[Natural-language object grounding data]
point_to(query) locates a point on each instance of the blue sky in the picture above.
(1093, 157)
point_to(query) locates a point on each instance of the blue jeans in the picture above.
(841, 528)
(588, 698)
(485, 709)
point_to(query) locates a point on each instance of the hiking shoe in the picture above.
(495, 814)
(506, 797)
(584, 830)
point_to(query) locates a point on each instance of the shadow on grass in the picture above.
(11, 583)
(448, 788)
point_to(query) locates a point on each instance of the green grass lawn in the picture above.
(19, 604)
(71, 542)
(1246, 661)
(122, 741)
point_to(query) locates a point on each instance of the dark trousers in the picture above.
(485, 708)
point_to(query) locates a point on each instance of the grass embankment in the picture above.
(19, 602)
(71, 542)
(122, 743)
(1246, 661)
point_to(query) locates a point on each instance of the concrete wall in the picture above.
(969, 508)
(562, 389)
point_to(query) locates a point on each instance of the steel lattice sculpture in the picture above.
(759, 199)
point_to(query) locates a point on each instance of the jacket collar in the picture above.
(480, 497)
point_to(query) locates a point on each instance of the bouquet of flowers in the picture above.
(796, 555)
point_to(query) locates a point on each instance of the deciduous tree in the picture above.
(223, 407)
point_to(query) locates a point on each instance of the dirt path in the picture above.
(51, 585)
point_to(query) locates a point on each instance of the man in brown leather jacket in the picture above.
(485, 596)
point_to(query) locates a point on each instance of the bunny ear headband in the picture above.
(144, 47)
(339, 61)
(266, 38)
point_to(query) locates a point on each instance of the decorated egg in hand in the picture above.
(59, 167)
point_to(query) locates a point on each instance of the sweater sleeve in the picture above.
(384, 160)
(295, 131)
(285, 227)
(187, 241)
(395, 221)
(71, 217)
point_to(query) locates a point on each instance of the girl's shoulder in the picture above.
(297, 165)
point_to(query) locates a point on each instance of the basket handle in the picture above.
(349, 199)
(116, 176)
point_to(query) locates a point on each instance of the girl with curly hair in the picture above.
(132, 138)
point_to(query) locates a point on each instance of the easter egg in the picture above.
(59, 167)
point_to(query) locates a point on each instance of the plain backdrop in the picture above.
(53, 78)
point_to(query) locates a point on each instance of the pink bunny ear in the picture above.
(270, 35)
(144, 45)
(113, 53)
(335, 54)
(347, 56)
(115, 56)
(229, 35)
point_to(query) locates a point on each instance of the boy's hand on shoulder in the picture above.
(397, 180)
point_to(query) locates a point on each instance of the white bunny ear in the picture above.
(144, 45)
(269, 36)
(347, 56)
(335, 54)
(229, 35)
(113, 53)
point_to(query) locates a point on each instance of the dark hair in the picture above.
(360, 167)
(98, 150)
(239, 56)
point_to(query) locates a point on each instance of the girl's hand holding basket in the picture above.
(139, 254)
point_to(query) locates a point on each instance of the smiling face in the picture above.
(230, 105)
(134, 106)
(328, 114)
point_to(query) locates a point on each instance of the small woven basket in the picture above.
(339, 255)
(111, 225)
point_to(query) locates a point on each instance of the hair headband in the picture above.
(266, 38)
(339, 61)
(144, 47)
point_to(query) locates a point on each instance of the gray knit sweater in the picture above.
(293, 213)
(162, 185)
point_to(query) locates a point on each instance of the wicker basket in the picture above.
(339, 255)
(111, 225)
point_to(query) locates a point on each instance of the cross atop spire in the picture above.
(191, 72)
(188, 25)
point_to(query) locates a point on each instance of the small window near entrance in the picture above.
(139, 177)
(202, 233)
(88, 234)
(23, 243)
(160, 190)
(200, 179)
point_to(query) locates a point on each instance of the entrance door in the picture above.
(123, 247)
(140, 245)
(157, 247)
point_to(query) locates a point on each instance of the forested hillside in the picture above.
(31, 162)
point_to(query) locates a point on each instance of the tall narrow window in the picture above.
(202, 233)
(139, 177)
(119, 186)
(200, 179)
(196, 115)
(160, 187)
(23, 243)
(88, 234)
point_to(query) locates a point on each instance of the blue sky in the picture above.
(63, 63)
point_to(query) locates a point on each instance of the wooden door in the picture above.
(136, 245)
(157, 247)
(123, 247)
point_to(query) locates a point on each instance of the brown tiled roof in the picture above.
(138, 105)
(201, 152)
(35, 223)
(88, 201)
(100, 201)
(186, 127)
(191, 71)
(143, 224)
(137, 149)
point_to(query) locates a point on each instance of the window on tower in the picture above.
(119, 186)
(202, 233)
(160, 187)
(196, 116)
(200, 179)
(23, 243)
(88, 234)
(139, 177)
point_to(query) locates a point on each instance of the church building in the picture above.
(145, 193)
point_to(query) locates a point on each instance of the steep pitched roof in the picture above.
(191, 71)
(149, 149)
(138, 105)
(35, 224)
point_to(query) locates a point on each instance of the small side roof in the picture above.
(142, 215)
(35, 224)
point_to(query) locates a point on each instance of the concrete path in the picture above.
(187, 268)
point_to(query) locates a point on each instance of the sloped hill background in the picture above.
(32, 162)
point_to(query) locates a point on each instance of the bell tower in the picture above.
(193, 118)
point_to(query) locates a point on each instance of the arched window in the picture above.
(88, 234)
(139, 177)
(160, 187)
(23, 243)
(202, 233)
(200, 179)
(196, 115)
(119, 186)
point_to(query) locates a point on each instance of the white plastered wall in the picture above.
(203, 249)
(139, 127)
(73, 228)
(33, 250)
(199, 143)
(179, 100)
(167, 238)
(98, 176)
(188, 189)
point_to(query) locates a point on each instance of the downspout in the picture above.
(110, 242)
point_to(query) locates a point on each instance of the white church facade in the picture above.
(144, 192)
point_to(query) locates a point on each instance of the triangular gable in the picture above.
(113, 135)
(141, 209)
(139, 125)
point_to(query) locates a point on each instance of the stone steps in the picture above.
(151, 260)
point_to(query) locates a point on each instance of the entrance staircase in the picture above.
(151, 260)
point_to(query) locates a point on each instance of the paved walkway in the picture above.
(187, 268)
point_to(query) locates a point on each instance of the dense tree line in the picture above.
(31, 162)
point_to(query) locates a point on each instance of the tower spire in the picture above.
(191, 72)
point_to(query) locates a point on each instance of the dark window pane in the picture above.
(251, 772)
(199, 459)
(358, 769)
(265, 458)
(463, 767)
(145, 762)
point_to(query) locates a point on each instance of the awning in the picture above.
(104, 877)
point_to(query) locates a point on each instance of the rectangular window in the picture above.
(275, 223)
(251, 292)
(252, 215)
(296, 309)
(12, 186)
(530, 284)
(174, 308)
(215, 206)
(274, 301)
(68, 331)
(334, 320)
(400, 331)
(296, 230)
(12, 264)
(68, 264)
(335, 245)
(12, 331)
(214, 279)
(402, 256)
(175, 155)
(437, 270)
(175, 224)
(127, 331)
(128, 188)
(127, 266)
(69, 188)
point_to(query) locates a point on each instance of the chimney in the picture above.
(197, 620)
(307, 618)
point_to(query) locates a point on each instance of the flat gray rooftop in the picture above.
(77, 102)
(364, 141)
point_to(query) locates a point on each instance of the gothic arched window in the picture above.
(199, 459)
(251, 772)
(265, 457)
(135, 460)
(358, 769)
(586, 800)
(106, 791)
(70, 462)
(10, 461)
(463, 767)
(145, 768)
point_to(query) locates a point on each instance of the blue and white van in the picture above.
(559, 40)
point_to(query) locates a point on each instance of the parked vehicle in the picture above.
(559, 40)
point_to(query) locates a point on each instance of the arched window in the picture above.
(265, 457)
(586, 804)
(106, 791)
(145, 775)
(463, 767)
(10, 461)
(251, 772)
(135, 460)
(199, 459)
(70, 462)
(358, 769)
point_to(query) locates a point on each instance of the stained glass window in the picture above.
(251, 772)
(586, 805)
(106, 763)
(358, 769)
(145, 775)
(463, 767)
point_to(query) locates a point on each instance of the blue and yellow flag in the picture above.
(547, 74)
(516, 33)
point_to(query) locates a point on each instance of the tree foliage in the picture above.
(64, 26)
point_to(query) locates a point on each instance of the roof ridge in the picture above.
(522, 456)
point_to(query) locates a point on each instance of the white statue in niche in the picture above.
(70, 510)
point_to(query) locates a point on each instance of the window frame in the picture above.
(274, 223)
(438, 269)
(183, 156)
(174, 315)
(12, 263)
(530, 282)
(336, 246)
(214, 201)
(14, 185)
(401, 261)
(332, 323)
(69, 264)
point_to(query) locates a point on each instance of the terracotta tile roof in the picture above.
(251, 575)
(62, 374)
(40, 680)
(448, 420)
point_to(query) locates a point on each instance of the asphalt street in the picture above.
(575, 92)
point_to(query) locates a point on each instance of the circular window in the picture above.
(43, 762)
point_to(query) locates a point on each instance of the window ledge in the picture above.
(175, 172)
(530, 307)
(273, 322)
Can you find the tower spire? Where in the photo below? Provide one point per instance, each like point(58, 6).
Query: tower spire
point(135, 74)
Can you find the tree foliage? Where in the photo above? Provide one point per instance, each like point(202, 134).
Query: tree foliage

◆ Assignment ◆
The expected output is one number: how many lines of the data above hold the string "Provide".

◆ Response to the task ◆
2